_YOUR GOAL_
List every line in the material below that contains the word "quartier".

_DATASET ROWS_
-- START --
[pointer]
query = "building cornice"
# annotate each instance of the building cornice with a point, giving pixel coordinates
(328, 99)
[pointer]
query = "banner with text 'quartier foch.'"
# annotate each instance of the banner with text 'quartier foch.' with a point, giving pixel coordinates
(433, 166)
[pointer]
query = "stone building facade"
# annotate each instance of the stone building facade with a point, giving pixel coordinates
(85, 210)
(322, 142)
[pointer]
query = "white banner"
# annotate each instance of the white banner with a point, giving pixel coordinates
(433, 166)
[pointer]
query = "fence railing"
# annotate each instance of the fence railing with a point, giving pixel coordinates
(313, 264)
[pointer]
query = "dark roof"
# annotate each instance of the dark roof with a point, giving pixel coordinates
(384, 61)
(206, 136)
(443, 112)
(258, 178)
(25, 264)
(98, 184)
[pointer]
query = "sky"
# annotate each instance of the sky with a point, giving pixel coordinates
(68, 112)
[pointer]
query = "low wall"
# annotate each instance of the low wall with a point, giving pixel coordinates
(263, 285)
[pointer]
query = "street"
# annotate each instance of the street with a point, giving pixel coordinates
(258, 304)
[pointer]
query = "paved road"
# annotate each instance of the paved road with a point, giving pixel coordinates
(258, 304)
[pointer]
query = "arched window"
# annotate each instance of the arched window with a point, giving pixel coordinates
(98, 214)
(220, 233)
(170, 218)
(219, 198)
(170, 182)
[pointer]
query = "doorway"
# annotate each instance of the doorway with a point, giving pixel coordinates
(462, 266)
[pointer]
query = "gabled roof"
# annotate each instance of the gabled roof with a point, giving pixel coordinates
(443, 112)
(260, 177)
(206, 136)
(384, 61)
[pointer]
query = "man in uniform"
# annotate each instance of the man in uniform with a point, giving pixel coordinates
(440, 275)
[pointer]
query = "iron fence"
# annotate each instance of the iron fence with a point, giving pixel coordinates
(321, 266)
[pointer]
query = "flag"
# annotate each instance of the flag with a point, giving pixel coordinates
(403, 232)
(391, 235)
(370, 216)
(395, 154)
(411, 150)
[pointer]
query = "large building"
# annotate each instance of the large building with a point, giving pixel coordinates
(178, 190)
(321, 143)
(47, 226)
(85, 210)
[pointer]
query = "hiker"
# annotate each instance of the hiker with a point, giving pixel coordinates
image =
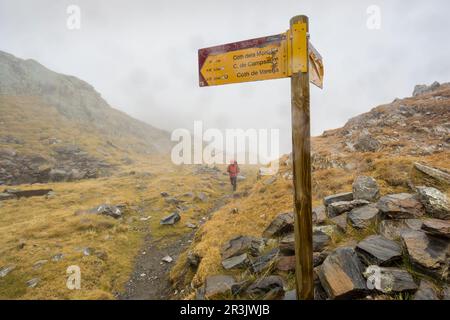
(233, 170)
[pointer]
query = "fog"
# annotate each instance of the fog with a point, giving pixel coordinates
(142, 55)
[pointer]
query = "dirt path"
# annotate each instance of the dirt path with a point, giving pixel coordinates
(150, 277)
-- END --
-- START --
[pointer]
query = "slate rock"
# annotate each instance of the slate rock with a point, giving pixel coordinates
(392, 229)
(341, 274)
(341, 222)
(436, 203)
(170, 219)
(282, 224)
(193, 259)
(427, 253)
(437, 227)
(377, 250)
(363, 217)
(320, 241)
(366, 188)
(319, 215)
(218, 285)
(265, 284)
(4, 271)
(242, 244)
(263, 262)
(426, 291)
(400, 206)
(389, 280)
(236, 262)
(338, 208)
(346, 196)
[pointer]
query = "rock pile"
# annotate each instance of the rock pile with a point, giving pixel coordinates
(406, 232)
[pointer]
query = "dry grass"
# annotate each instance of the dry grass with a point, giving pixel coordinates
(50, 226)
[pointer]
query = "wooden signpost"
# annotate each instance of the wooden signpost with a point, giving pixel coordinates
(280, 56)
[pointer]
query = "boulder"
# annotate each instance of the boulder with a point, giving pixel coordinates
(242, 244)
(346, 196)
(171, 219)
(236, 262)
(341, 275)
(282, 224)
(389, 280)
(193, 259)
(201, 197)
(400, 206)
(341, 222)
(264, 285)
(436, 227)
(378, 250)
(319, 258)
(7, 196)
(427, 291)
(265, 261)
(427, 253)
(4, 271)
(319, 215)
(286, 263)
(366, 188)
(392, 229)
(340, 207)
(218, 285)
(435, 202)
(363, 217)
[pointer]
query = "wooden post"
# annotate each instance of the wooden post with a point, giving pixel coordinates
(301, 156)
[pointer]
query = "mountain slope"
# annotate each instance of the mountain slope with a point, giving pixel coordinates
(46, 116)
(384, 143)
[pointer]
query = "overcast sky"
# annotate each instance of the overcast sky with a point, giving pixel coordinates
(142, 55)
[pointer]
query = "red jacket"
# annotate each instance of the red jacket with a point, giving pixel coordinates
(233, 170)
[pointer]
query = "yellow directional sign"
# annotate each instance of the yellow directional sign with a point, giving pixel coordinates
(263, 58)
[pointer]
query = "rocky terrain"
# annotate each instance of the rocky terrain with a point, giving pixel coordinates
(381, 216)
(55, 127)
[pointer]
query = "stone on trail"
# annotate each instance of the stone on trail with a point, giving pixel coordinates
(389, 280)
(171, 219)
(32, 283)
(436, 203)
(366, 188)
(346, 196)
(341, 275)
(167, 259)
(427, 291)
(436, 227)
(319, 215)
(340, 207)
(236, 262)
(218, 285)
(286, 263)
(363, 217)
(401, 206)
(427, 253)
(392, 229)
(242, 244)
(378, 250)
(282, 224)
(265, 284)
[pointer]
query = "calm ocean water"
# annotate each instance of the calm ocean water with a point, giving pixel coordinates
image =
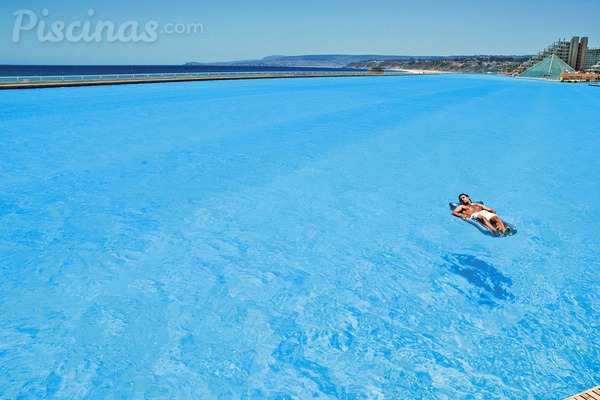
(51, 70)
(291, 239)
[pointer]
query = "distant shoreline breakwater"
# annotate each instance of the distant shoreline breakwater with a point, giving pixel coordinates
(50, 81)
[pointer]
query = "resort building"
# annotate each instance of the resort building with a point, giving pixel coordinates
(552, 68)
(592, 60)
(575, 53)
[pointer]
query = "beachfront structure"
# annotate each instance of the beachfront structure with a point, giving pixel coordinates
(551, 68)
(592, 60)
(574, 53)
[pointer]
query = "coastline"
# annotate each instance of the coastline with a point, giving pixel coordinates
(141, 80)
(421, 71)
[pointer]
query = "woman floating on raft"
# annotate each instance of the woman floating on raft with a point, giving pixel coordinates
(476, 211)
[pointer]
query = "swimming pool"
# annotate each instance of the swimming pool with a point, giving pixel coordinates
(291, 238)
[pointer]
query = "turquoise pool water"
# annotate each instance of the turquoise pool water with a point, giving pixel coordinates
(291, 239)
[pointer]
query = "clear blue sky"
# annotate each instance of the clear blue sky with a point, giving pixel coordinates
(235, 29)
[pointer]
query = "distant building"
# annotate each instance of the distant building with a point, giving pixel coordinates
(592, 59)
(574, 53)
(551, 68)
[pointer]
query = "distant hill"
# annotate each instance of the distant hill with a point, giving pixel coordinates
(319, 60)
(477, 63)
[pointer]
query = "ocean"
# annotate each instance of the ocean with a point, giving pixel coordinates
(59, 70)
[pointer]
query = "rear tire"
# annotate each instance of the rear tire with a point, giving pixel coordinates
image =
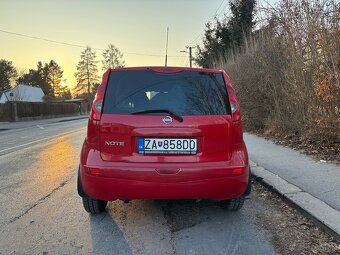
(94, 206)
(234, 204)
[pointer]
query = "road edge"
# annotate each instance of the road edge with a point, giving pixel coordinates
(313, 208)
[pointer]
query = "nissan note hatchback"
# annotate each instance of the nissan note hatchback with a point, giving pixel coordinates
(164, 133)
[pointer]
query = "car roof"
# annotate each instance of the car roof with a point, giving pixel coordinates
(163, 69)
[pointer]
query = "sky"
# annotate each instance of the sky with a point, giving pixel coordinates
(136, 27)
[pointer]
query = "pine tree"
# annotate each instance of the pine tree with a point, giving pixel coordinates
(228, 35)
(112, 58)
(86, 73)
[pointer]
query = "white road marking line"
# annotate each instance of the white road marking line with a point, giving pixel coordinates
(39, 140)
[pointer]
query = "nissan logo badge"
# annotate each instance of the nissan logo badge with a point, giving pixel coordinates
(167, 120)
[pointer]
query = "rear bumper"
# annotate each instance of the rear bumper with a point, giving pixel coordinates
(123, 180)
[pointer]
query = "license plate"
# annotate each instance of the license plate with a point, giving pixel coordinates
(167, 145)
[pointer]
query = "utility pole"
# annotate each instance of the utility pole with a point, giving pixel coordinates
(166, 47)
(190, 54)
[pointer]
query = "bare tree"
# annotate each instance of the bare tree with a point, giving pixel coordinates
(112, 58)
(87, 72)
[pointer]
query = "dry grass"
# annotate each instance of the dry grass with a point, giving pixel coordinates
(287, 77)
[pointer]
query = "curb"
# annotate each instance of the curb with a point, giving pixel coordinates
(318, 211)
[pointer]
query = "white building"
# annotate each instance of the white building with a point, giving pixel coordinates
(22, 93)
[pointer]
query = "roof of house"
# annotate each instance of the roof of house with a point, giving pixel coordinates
-- END --
-- START --
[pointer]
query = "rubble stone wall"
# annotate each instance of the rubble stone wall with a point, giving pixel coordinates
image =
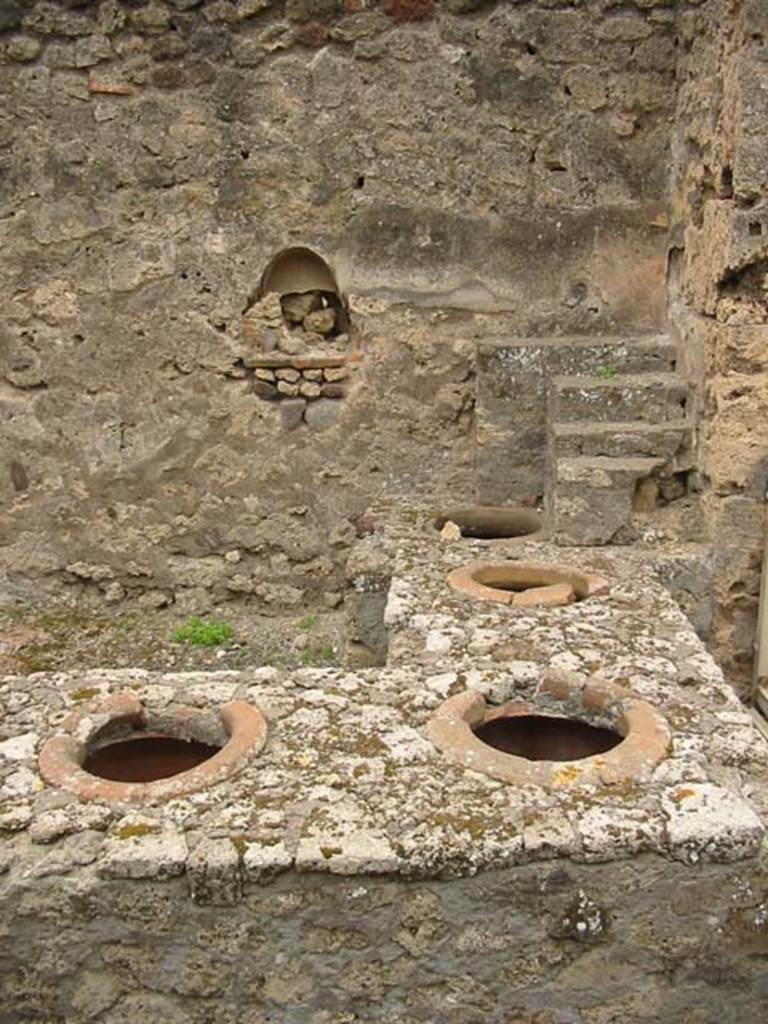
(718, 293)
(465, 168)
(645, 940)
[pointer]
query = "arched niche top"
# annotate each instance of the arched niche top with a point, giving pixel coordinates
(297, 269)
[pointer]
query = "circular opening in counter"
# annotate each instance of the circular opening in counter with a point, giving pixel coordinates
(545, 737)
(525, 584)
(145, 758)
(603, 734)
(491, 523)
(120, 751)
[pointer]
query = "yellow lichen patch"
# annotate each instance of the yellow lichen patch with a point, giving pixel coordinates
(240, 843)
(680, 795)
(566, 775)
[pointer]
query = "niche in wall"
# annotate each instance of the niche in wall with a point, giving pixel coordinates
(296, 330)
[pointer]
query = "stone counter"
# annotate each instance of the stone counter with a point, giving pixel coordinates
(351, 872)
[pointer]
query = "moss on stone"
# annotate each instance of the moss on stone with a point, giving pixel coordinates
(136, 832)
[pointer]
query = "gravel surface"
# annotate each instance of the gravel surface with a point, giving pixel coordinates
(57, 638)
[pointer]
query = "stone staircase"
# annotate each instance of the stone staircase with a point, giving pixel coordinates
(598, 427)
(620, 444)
-- END --
_THE ANSWER_
query = "banner with text 'quartier foch.'"
# annotate each instance of the banner with text 'quartier foch.' with a point, giving pixel coordinates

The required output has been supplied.